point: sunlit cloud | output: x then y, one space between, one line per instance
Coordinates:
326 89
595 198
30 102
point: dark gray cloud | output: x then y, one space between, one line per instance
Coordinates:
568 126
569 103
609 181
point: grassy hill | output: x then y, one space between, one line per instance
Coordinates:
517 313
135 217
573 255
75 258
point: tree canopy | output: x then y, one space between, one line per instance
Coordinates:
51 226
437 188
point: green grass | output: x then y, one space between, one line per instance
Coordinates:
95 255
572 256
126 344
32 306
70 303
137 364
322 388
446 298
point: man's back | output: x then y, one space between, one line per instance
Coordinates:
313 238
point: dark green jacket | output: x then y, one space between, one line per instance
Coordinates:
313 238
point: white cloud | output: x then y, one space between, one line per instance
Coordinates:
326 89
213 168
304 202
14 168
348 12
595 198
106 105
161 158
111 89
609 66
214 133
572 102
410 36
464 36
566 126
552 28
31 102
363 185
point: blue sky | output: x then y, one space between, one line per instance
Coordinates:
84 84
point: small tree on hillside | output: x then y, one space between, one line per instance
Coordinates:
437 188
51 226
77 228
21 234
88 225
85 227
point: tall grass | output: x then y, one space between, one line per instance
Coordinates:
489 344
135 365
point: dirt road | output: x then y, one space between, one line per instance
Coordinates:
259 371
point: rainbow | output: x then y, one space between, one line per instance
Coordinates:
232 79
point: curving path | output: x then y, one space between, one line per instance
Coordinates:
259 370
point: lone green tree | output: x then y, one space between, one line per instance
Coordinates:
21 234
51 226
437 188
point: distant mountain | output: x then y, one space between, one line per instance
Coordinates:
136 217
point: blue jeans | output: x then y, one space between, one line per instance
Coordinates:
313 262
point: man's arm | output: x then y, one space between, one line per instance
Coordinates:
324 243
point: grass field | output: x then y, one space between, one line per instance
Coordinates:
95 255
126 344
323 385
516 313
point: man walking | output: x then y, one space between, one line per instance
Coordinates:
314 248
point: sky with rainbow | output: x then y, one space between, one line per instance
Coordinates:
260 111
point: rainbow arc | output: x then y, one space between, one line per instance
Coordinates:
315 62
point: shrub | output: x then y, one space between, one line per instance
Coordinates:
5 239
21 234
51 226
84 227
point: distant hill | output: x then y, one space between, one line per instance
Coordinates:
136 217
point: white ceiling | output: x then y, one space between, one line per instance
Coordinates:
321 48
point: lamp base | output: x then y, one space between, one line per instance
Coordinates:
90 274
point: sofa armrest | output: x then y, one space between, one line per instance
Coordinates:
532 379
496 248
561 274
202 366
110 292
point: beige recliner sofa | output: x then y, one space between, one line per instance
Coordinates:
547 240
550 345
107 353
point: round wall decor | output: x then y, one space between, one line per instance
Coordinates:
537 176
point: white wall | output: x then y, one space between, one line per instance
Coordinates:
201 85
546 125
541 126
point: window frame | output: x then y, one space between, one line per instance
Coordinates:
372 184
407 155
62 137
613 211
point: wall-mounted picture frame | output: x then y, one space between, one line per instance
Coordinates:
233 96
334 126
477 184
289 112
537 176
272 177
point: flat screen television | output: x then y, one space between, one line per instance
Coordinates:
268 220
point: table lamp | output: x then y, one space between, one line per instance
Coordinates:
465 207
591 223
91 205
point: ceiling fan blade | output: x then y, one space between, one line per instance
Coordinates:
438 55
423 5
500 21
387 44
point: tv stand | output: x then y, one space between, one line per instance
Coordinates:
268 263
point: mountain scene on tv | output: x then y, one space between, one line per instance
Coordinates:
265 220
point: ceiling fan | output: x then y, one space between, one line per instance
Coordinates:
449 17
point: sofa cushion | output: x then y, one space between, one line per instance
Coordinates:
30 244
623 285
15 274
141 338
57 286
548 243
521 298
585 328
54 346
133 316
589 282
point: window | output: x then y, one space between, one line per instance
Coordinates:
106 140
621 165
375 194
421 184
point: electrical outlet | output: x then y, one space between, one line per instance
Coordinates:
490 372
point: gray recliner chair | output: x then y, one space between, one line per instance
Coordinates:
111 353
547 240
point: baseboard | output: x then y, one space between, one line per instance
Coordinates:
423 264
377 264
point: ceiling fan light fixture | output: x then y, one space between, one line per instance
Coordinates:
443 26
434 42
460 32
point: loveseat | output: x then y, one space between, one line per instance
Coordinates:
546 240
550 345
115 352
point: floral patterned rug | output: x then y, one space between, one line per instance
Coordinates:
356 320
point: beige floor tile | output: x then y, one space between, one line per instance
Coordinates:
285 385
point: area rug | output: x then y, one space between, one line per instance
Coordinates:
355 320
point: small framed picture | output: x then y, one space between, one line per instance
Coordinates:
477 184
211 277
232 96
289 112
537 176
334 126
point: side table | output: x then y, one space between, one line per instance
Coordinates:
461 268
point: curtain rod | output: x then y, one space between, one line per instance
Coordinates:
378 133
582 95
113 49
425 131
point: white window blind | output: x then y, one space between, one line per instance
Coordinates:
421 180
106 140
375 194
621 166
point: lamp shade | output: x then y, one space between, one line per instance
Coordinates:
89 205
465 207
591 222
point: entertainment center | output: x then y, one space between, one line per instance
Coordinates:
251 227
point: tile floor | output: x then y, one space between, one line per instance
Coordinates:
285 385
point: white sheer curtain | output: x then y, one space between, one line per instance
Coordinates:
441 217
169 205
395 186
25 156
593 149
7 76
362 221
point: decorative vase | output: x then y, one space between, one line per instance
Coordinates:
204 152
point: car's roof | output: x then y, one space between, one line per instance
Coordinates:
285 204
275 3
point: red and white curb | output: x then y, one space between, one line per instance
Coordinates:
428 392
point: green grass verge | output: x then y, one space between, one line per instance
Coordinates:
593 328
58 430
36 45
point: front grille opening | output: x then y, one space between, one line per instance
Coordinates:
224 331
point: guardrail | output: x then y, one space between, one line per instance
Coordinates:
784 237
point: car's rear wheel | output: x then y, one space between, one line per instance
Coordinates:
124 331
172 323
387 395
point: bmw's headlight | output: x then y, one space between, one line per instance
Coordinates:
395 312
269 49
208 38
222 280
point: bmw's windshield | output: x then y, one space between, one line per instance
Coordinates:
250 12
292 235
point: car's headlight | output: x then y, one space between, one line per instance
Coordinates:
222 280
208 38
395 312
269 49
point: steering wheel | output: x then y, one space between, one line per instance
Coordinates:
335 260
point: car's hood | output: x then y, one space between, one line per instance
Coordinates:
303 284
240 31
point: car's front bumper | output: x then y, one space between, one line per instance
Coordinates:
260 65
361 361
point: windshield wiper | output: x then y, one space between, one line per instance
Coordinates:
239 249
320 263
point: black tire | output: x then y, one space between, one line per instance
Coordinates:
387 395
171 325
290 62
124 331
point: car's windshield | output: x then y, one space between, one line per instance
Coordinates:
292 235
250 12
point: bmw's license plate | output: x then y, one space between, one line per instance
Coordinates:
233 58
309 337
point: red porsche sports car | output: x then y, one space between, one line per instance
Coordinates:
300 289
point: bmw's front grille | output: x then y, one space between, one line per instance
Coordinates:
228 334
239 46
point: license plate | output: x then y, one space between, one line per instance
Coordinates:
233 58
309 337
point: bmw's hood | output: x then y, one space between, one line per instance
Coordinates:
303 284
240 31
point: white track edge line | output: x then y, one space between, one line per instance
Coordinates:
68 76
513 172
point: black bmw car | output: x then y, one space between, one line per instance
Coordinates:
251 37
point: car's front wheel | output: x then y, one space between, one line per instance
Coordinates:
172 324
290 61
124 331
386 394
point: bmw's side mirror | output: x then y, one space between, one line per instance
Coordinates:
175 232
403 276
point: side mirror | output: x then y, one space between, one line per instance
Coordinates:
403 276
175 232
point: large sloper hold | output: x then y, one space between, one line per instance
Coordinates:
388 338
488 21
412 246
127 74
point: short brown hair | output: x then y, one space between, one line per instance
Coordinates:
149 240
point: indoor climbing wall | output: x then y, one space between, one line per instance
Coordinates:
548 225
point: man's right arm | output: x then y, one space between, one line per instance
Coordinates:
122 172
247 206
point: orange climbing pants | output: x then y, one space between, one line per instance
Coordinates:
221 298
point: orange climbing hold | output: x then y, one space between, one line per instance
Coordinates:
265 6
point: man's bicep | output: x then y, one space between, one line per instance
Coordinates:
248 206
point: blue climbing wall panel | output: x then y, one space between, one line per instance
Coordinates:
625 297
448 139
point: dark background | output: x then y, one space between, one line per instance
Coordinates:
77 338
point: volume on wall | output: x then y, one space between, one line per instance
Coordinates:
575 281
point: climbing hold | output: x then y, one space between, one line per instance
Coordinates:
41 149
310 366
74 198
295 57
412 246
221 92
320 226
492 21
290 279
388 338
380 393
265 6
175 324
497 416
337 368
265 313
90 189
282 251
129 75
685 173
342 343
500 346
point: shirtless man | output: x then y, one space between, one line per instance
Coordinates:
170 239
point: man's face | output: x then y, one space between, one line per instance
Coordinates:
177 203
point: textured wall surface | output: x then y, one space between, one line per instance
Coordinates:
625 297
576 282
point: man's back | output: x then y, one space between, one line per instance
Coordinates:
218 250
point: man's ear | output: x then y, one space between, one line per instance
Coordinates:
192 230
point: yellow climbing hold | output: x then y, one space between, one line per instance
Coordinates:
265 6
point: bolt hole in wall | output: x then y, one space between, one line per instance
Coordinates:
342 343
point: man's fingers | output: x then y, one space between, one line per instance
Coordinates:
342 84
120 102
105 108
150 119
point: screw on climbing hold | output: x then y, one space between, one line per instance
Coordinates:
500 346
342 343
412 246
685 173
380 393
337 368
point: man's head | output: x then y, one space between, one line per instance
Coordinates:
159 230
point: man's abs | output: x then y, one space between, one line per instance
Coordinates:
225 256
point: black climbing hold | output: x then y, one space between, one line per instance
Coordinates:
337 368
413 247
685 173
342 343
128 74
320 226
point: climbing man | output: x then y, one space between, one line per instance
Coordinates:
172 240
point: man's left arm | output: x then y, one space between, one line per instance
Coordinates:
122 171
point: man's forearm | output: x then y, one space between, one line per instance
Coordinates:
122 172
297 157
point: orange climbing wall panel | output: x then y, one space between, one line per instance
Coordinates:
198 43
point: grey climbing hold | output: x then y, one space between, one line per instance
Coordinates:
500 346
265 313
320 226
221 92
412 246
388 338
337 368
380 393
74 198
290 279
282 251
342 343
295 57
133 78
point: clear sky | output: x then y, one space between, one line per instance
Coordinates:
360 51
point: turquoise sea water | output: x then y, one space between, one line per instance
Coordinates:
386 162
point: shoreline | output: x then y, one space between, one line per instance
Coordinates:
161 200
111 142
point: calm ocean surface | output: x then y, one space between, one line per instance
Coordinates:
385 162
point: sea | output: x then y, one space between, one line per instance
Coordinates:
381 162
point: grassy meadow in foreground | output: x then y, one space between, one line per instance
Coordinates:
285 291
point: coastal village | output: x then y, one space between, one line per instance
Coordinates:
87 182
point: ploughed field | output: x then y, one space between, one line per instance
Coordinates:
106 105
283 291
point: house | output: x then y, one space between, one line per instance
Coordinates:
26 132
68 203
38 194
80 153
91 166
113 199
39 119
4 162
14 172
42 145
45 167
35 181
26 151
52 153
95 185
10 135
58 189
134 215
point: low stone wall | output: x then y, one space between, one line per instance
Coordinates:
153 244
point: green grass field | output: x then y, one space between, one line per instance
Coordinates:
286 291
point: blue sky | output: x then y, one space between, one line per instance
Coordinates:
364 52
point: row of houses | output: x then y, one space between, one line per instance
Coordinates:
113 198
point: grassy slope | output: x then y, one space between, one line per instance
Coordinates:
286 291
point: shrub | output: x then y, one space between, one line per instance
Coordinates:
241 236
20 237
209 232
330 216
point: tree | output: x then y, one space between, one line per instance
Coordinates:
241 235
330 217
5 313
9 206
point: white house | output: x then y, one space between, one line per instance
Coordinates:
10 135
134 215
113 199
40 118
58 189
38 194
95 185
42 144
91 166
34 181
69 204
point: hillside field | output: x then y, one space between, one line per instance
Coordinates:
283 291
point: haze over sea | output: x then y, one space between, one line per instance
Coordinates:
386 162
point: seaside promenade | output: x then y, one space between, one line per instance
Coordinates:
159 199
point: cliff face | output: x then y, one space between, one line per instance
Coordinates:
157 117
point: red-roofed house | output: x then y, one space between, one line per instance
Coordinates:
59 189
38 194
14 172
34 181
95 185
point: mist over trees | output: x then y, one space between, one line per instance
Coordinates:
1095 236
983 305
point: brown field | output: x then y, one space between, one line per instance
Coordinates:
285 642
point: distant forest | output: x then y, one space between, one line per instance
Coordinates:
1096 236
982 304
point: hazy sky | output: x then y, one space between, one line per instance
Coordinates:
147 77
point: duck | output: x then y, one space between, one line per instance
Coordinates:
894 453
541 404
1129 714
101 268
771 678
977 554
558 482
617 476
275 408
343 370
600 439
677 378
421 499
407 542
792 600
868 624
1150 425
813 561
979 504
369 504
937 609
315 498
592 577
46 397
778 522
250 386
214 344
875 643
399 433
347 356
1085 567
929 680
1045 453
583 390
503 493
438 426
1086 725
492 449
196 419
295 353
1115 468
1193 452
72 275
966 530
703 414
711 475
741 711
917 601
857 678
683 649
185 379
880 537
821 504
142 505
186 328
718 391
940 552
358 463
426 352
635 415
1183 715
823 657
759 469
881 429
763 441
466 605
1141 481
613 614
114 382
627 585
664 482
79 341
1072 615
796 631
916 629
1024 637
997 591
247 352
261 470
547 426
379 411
_____
• PROBLEM DESCRIPTION:
Reproduce the listing above exactly from the line containing "point: row of" through its last line, with both of those lines included.

• ANSWER TO THE TASK:
point: row of houses | output: x then y, one space between, one line per instance
Coordinates:
113 198
point: grassy slope | output: x then y, one space between, one line per instance
Coordinates:
286 291
point: shrub | output: x then y, one space between, one line per instance
Coordinates:
241 236
20 237
209 232
330 216
point: tree | output: x then y, one space between, one line per instance
Coordinates:
241 235
330 217
5 313
9 206
point: white house | output: x then y, one space between, one line per instance
Coordinates:
10 135
134 215
113 199
40 118
58 189
38 194
95 185
42 144
91 166
34 181
69 204
point: hillside field | output: x then y, one space between, one line per instance
Coordinates:
283 291
point: haze over sea | output: x then y, one space between, one line per instance
Coordinates:
386 162
point: seaside promenade | output: x then y, one space between, one line per instance
Coordinates:
159 199
point: cliff face | output: x then y, one space between, one line per instance
Coordinates:
157 117
point: red-roofed house | output: x then y, one space between, one line per instance
Coordinates:
59 189
38 194
14 172
34 181
95 185
point: mist over trees | output: x then y, one space between, one line per instance
Coordinates:
1095 236
983 305
point: brown field | output: x then y, one space between, one line per instance
Coordinates:
285 642
point: distant forest | output: x then y, one space between, one line per instance
Coordinates:
1096 236
982 304
point: hazy sky | output: x then y, one space between, one line per instance
Coordinates:
147 77
point: duck | output: x then y, one space between, one line per instance
Coordinates:
894 453
541 404
1129 714
101 268
771 678
977 554
558 482
617 476
275 408
343 370
600 439
677 378
421 499
407 542
792 600
868 624
1150 425
813 561
979 504
369 504
937 609
315 498
592 577
46 397
778 522
250 386
214 344
875 643
399 433
347 356
1085 567
929 680
1045 453
583 390
503 493
438 426
1086 725
492 449
196 419
295 353
1115 468
1193 452
72 275
966 530
703 414
711 475
741 711
917 601
857 678
683 649
185 379
880 537
821 504
142 505
186 328
718 391
940 552
358 463
426 352
635 415
1183 715
823 657
759 469
881 429
763 441
466 605
1141 481
613 614
114 382
627 585
664 482
79 341
1072 615
796 631
916 629
1024 637
997 591
247 352
261 470
547 426
379 411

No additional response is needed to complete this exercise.